===== EXERCISE MATERIALS =====
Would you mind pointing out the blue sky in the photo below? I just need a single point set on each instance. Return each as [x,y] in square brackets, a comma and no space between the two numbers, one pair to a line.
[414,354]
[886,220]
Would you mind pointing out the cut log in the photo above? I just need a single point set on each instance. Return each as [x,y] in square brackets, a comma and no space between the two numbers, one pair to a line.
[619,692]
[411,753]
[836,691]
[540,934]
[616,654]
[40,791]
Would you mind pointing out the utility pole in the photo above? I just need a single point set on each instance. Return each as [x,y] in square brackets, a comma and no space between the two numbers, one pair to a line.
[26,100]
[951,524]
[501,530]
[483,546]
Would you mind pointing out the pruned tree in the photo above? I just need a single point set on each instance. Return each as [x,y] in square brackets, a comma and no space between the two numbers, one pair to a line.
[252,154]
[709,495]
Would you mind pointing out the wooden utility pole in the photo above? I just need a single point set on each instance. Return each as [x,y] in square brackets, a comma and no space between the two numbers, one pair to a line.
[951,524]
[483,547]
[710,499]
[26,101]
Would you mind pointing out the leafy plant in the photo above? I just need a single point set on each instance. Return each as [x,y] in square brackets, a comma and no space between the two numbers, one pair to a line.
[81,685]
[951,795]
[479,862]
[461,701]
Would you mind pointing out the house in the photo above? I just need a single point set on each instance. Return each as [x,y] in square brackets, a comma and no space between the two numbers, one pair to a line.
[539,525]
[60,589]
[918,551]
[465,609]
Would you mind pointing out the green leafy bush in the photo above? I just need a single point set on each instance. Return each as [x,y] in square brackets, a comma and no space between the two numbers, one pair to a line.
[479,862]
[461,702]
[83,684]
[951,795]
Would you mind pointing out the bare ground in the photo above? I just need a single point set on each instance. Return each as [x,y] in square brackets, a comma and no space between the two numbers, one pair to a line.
=====
WHAT THIS TASK INVOLVES
Reproduce only those lines of the entries above that run from the line with "Would you mind pointing out the green" to the final line.

THE REPLY
Would you mind pointing out the green leafy bush in the photo above? I just need a single point set on each instance. Return each as [x,y] in square brackets, a comma and no space between the two numbers, one pair to a line.
[479,862]
[461,702]
[83,684]
[951,795]
Would you mind pointing out the bare ground in the photo above? I just need a single point set on each instance. Return each as [x,y] in square brackets, a comma and no space between the two numbers, one pair to a line.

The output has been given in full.